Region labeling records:
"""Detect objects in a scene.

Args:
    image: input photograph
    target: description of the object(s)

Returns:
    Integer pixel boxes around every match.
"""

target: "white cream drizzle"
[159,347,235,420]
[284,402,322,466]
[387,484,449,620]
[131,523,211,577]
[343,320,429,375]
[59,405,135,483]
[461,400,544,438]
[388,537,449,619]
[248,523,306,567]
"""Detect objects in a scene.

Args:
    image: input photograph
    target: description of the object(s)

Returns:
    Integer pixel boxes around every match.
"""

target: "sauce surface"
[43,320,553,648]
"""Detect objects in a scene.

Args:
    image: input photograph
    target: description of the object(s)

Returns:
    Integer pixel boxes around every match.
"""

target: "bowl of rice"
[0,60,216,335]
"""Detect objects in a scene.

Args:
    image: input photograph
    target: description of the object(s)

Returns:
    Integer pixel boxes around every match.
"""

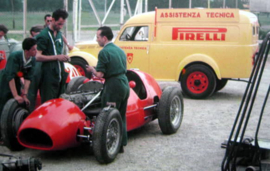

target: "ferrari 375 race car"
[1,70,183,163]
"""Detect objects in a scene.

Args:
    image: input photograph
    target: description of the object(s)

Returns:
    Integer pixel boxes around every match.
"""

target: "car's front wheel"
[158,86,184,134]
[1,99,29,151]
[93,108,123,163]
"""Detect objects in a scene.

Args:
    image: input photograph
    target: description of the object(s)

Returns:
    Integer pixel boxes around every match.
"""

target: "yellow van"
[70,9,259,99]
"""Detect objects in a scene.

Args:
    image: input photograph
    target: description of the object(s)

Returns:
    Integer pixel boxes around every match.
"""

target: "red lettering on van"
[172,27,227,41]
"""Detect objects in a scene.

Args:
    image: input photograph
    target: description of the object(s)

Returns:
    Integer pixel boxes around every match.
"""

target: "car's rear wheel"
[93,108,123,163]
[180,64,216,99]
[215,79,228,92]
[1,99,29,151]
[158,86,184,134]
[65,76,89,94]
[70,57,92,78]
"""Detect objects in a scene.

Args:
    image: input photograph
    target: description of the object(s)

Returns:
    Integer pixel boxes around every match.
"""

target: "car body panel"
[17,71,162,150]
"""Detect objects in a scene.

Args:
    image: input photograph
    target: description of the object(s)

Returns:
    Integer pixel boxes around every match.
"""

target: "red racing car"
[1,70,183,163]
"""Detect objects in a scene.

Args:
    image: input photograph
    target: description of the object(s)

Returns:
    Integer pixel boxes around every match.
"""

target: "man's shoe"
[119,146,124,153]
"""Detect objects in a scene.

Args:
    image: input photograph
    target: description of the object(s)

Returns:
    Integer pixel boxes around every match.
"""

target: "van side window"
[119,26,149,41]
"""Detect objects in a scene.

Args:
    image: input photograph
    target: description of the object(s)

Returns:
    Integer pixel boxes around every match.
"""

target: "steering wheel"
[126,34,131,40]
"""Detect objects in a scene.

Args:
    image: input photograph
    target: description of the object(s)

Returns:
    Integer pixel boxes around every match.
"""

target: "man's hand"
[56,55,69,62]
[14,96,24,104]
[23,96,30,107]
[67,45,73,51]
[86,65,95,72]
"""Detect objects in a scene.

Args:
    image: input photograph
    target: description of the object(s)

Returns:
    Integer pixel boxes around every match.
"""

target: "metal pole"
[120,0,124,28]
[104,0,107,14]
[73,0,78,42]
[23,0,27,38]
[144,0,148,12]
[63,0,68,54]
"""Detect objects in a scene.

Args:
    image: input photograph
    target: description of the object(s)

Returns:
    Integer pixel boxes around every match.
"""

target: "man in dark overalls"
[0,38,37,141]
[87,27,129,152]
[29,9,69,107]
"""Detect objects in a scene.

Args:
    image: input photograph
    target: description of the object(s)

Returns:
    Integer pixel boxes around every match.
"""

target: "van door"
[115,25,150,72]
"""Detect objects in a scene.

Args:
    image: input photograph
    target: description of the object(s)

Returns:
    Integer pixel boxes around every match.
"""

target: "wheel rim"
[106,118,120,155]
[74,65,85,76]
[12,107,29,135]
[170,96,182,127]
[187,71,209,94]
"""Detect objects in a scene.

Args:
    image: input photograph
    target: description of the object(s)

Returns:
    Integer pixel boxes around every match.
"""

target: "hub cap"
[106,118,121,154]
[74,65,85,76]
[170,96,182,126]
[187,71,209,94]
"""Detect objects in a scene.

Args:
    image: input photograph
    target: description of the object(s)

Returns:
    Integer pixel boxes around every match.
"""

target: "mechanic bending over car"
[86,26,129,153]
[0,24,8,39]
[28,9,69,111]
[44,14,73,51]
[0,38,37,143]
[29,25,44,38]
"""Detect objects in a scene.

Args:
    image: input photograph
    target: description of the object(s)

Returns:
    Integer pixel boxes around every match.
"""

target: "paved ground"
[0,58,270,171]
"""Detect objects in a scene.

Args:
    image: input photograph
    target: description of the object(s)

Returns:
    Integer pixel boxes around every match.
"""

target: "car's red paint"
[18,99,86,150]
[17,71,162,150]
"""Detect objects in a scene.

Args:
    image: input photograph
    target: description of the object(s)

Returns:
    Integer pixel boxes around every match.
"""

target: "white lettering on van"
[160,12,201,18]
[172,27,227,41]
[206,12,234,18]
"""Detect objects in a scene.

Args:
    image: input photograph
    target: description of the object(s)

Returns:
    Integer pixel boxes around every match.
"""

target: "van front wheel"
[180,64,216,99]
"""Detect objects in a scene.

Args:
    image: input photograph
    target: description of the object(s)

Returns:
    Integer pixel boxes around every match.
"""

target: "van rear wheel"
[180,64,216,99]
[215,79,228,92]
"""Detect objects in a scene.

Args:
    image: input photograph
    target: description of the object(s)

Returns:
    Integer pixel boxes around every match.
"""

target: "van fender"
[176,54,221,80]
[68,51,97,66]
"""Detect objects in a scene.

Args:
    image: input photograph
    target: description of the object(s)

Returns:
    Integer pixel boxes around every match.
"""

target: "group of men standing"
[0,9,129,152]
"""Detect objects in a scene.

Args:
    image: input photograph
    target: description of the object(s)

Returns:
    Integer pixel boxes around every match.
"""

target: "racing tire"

Job => Report each line of the listing above that contains the string "front".

Solution =>
target: "car's front wheel"
target: "van front wheel"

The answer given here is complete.